Data excerpts:
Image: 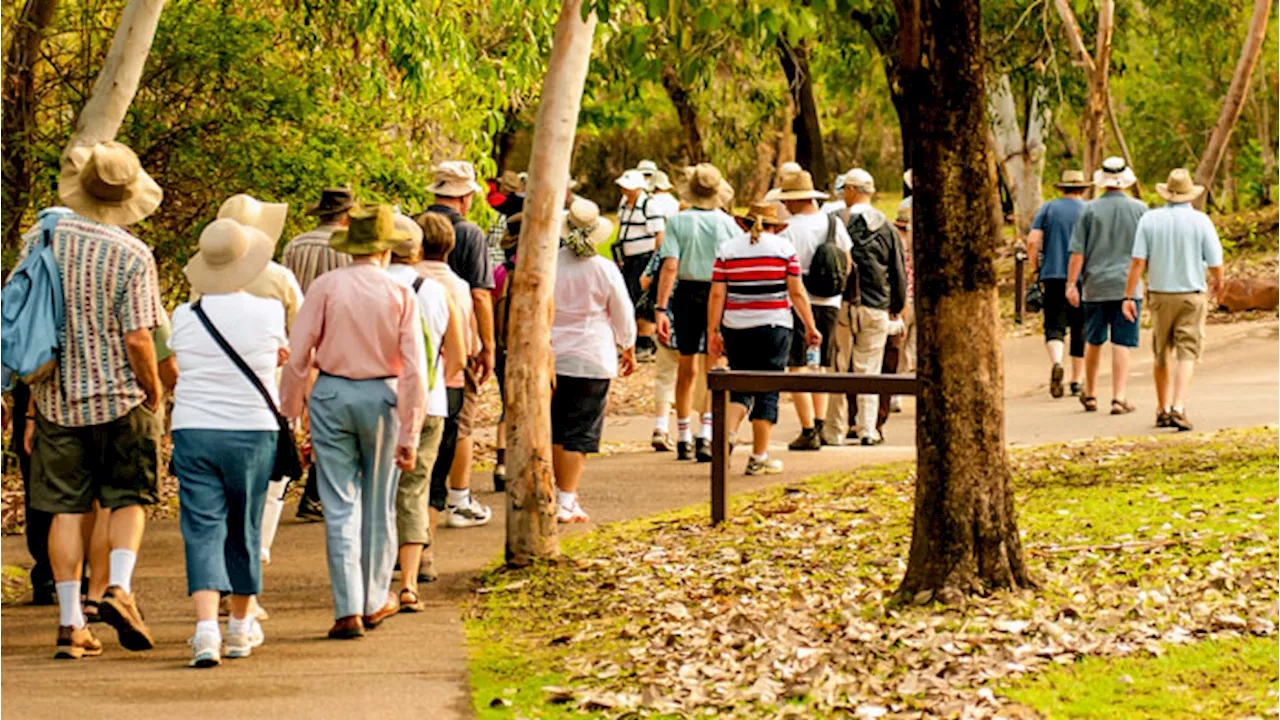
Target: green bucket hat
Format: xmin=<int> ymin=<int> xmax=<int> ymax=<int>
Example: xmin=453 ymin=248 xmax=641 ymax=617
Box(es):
xmin=329 ymin=205 xmax=411 ymax=255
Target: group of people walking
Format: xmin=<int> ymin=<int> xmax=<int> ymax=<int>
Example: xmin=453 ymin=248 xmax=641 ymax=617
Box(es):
xmin=1028 ymin=158 xmax=1222 ymax=430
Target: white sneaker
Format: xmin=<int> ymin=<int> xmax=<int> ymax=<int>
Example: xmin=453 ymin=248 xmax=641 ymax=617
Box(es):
xmin=227 ymin=616 xmax=266 ymax=659
xmin=556 ymin=498 xmax=591 ymax=523
xmin=187 ymin=633 xmax=223 ymax=667
xmin=444 ymin=493 xmax=493 ymax=528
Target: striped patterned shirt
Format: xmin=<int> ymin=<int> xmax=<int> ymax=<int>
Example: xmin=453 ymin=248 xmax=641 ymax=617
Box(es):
xmin=280 ymin=225 xmax=351 ymax=295
xmin=22 ymin=214 xmax=165 ymax=428
xmin=712 ymin=233 xmax=800 ymax=329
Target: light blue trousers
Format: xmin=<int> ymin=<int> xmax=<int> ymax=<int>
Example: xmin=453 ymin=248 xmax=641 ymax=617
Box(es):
xmin=310 ymin=375 xmax=399 ymax=619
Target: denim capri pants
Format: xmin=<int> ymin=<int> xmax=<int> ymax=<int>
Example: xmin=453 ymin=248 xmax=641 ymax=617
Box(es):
xmin=170 ymin=429 xmax=279 ymax=594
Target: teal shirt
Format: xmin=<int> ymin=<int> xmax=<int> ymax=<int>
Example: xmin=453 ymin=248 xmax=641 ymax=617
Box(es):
xmin=1133 ymin=202 xmax=1222 ymax=292
xmin=658 ymin=208 xmax=741 ymax=282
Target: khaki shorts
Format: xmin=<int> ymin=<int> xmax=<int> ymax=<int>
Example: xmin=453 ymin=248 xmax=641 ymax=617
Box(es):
xmin=1148 ymin=292 xmax=1208 ymax=368
xmin=396 ymin=416 xmax=444 ymax=544
xmin=31 ymin=405 xmax=164 ymax=514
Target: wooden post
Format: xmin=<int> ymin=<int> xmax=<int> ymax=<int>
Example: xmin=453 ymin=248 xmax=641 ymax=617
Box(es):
xmin=507 ymin=0 xmax=595 ymax=566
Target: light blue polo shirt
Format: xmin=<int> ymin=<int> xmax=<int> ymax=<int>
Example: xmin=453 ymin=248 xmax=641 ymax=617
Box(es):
xmin=1133 ymin=202 xmax=1222 ymax=292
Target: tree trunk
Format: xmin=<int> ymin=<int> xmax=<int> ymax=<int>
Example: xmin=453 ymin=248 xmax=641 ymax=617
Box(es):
xmin=68 ymin=0 xmax=164 ymax=147
xmin=0 ymin=0 xmax=58 ymax=250
xmin=778 ymin=37 xmax=831 ymax=188
xmin=1196 ymin=0 xmax=1275 ymax=208
xmin=662 ymin=65 xmax=707 ymax=165
xmin=507 ymin=0 xmax=595 ymax=566
xmin=897 ymin=0 xmax=1032 ymax=602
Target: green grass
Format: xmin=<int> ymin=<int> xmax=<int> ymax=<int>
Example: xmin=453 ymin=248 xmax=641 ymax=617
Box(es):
xmin=1007 ymin=638 xmax=1280 ymax=720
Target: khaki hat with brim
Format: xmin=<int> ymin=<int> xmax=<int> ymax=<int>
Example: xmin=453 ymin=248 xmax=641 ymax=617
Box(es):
xmin=773 ymin=170 xmax=829 ymax=202
xmin=218 ymin=192 xmax=289 ymax=245
xmin=329 ymin=205 xmax=411 ymax=255
xmin=58 ymin=141 xmax=164 ymax=227
xmin=1156 ymin=168 xmax=1204 ymax=202
xmin=182 ymin=218 xmax=275 ymax=295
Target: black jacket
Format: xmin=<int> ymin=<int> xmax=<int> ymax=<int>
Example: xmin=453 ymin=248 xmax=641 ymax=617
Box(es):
xmin=849 ymin=208 xmax=906 ymax=315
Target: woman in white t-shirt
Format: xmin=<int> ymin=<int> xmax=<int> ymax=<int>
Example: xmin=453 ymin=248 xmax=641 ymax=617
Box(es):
xmin=387 ymin=215 xmax=467 ymax=604
xmin=169 ymin=219 xmax=288 ymax=667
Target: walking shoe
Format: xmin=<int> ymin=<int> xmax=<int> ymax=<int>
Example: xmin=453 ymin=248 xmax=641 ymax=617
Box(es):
xmin=787 ymin=428 xmax=822 ymax=451
xmin=227 ymin=616 xmax=266 ymax=659
xmin=444 ymin=493 xmax=493 ymax=528
xmin=556 ymin=498 xmax=591 ymax=524
xmin=746 ymin=455 xmax=782 ymax=475
xmin=187 ymin=633 xmax=220 ymax=667
xmin=297 ymin=497 xmax=324 ymax=523
xmin=694 ymin=438 xmax=713 ymax=462
xmin=1048 ymin=363 xmax=1065 ymax=400
xmin=54 ymin=625 xmax=102 ymax=660
xmin=329 ymin=615 xmax=365 ymax=641
xmin=99 ymin=585 xmax=156 ymax=652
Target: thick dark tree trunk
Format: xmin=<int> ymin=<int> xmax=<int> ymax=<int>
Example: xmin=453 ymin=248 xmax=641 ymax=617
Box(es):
xmin=899 ymin=0 xmax=1032 ymax=602
xmin=778 ymin=37 xmax=831 ymax=188
xmin=662 ymin=65 xmax=707 ymax=165
xmin=0 ymin=0 xmax=58 ymax=250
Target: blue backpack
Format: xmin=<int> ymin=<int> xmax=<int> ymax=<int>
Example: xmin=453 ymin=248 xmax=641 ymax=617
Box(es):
xmin=0 ymin=208 xmax=69 ymax=389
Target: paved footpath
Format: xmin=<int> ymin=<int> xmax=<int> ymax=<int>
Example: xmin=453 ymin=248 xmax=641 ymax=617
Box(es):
xmin=0 ymin=322 xmax=1280 ymax=720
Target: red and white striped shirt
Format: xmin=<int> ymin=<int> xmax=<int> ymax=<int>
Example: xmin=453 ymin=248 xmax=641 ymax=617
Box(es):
xmin=712 ymin=233 xmax=800 ymax=329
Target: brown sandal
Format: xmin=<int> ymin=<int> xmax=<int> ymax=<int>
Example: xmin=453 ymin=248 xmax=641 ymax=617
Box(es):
xmin=399 ymin=588 xmax=426 ymax=612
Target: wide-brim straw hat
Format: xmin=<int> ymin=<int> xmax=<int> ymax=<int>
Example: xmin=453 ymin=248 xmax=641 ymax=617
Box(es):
xmin=1053 ymin=170 xmax=1093 ymax=190
xmin=1093 ymin=158 xmax=1138 ymax=190
xmin=676 ymin=163 xmax=733 ymax=210
xmin=426 ymin=160 xmax=485 ymax=197
xmin=58 ymin=141 xmax=164 ymax=225
xmin=182 ymin=218 xmax=275 ymax=295
xmin=329 ymin=205 xmax=411 ymax=255
xmin=218 ymin=192 xmax=289 ymax=245
xmin=773 ymin=170 xmax=829 ymax=202
xmin=1156 ymin=168 xmax=1204 ymax=202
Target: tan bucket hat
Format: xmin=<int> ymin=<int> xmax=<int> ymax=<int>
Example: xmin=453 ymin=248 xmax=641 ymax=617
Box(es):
xmin=773 ymin=170 xmax=829 ymax=202
xmin=58 ymin=141 xmax=164 ymax=227
xmin=426 ymin=160 xmax=484 ymax=197
xmin=1156 ymin=168 xmax=1204 ymax=202
xmin=218 ymin=192 xmax=289 ymax=245
xmin=182 ymin=218 xmax=275 ymax=295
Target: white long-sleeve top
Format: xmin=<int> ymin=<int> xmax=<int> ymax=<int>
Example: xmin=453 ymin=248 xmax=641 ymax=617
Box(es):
xmin=552 ymin=249 xmax=636 ymax=380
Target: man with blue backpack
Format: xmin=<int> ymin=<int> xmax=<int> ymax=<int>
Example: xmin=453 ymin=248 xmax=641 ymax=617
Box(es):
xmin=0 ymin=142 xmax=165 ymax=660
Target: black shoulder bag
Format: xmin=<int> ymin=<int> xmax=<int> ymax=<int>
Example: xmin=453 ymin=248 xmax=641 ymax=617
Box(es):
xmin=191 ymin=300 xmax=302 ymax=480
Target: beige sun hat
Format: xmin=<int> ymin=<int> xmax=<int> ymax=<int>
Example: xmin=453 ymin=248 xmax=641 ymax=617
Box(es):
xmin=426 ymin=160 xmax=484 ymax=197
xmin=773 ymin=170 xmax=829 ymax=202
xmin=58 ymin=141 xmax=164 ymax=227
xmin=1156 ymin=168 xmax=1204 ymax=202
xmin=182 ymin=218 xmax=275 ymax=295
xmin=218 ymin=192 xmax=289 ymax=245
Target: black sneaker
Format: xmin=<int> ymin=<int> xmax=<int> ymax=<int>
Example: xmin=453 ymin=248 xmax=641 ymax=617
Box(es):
xmin=694 ymin=438 xmax=712 ymax=462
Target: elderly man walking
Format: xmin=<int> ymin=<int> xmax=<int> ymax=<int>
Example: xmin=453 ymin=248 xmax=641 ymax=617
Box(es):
xmin=1066 ymin=158 xmax=1147 ymax=415
xmin=23 ymin=142 xmax=165 ymax=660
xmin=1124 ymin=168 xmax=1222 ymax=432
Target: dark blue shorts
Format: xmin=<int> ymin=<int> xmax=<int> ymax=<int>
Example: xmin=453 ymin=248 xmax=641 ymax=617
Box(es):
xmin=1084 ymin=300 xmax=1142 ymax=347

Given instruction: Find every line in the items above that contains the word "light", matching case exactly, and copy each of those lines.

Result for this task:
Target: light blue trousers
Target: light blue polo shirt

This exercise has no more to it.